Alıştırma A ▸
Akkuyu Nükleer Santrali hakkındaki metni iki cümleyle özetleyin.

Verilen metin ▸
┄┄┄┄┄┄

Akkuyu Nükleer Santrali 2026’da Tam Kapasiteye Ulaşacak

Akkuyu Nükleer Santrali'nin Devreye Alınması 2026 Yılında Tamamlanıyor

Akkuyu Nükleer Güç Santrali'nde (NGS) 2026 yılı, ilk devreye alma kompleksi için önemli bir yıl olacak.

Akkuyu Nükleer AŞ Yönetim Kurulu Başkanı Anton Dedusenko, birinci üniteyi devreye alma çalışmalarının son aşamalarında olduklarını belirtirken, ikinci, üçüncü ve dördüncü ünitelerin inşaat ve montaj süreçlerinin de hızla devam ettiğini açıkladı. Bu süreçlerin tamamlanmasıyla birlikte, 2026'nın santralin tam anlamıyla devreye girdiği yıl olacağı ifade ediliyor.

Siemens Krizinin Çözülmesi ve Gaz Yalıtımlı Şalt Tesisi Çalışmaları

Santralin önemli bileşenlerinden olan gaz yalıtımlı şalt tesisi sisteminin gecikmesi, Siemens tarafından taahhüt edilmesine rağmen tedarik edilmemesi nedeniyle bir kriz yaratmıştı. Ancak, Rosatom liderliğinde hızlı bir biçimde çözüm üretilerek, Çinli ortaklarla iş birliği yapıldı ve bu sistemin alternatif tedariki sağlandı. Dedusenko'nun açıklamaları, bu önemli bileşeni Türkiye'nin enerji sistemine bağlayarak tüm testlerin başarıyla tamamlandığını gösteriyor.

Akkuyu'nun Bölgeye Ekonomik ve Sosyal Katkıları

Mersin'de inşa edilen Akkuyu NGS, bölgesel ve ulusal düzeyde ekonomi için büyük önem taşıyor. Dedusenko, proje kapsamında Türk şirketlerinin yoğun katılımıyla yerel ekonomiye 11 milyar dolarlık katkı sağlandığını ifade ediyor. Santralin çevresindeki şehirlerde artan nüfus, yeni iş imkanlarının yaratılmasına ve hizmet sektörünün gelişmesine olanak tanıyor.

┄┄┄┄┄┄

Görev verileri ▸
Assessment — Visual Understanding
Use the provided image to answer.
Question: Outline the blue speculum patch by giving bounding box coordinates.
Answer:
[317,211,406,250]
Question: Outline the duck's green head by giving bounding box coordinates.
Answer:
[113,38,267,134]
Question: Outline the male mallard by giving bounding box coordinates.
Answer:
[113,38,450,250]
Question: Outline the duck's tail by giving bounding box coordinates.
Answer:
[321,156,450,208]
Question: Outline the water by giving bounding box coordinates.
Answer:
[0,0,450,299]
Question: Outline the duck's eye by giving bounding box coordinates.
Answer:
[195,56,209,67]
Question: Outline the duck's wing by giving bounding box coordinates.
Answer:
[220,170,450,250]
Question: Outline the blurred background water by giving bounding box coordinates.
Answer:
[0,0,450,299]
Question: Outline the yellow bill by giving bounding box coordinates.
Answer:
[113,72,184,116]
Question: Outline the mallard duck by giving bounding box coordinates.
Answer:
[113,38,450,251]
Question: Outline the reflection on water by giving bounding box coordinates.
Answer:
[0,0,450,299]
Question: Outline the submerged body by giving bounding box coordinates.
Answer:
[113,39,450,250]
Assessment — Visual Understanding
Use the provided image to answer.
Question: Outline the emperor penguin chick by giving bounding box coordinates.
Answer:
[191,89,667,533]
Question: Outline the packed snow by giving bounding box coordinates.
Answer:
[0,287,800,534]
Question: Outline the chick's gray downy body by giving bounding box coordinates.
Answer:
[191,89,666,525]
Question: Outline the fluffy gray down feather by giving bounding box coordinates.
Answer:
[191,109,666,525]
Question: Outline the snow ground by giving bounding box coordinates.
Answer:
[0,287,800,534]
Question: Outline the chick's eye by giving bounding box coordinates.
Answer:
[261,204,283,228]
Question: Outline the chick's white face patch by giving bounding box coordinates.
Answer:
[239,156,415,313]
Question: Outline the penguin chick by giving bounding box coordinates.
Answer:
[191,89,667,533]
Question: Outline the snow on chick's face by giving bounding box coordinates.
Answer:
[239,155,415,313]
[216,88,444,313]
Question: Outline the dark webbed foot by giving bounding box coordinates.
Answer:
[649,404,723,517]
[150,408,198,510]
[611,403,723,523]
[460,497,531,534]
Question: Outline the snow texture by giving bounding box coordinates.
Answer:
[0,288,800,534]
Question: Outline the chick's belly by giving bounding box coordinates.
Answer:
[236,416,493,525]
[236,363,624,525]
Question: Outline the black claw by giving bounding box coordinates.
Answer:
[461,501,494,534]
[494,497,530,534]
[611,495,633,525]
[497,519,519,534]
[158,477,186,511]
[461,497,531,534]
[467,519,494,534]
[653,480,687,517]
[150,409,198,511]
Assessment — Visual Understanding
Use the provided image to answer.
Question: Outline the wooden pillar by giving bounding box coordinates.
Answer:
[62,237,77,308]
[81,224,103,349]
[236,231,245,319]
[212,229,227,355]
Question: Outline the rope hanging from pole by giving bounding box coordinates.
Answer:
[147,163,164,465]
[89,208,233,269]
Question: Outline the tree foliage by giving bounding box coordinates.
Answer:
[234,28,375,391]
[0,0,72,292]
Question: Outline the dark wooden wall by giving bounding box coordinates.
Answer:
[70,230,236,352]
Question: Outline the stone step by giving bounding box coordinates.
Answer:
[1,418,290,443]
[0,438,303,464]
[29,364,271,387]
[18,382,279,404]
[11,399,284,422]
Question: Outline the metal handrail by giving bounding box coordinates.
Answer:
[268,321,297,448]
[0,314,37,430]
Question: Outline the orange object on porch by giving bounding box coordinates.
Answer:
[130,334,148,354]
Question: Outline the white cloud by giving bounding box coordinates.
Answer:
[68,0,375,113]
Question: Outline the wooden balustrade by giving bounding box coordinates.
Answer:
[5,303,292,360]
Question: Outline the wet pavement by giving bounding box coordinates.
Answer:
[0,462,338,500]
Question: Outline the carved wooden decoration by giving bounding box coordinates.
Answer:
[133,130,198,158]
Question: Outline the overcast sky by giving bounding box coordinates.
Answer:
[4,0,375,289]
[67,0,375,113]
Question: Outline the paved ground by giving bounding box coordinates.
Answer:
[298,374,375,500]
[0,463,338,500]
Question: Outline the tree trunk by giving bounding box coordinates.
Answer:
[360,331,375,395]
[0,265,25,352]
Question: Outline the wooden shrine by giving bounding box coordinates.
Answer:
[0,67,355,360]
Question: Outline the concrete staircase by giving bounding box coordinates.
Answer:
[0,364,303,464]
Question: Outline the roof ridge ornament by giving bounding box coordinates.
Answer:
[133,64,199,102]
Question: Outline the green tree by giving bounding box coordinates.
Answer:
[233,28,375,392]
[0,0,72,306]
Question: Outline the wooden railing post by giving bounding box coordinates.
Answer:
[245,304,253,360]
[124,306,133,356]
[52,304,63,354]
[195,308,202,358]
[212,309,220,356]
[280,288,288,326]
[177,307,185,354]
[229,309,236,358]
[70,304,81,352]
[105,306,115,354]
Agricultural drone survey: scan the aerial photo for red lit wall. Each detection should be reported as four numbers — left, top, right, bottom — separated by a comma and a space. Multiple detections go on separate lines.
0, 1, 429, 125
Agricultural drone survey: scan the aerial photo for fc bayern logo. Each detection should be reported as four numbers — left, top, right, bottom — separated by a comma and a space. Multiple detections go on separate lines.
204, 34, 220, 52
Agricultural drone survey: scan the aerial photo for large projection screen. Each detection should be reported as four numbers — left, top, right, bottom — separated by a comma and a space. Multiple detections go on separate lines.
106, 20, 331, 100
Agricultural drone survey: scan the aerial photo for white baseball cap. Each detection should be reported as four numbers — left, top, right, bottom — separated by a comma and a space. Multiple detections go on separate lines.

┄┄┄┄┄┄

Alıştırma B ▸
Kayıtlarda "Agricultural drone survey: scan the aerial photo for red" ifadesini içeren satırdan "204, 34, 220, 52" ifadesini içeren satıra kadar (bu satır dahil) olan kısmı, her istek için bir satır olacak şekilde "istek" ve "cevap" sütunlarından oluşan iki sütunlu bir CSV olarak verin. Her alan tek bir tırnaklı alanda yer alsın ve satır sonları boşluğa çevrilsin.

Doğru cevap A ▸
Akkuyu Nükleer Güç Santrali'nde birinci ünitenin devreye alınması son aşamadayken diğer üç ünitenin inşaat ve montajı hızla sürüyor ve 2026'nın santralin tam anlamıyla devreye girdiği yıl olacağı ifade ediliyor. Siemens'in tedarik etmediği gaz yalıtımlı şalt tesisi Rosatom liderliğinde Çinli ortaklarla sağlanıp testleri başarıyla tamamlanırken, proje Türk şirketlerinin yoğun katılımıyla yerel ekonomiye 11 milyar dolarlık katkı sağladı.

Doğru cevap B ▸
istek,cevap
"Agricultural drone survey: scan the aerial photo for red lit wall. Each detection should be reported as four numbers — left, top, right, bottom — separated by a comma and a space. Multiple detections go on separate lines.","0, 1, 429, 125"
"Agricultural drone survey: scan the aerial photo for fc bayern logo. Each detection should be reported as four numbers — left, top, right, bottom — separated by a comma and a space. Multiple detections go on separate lines.","204, 34, 220, 52"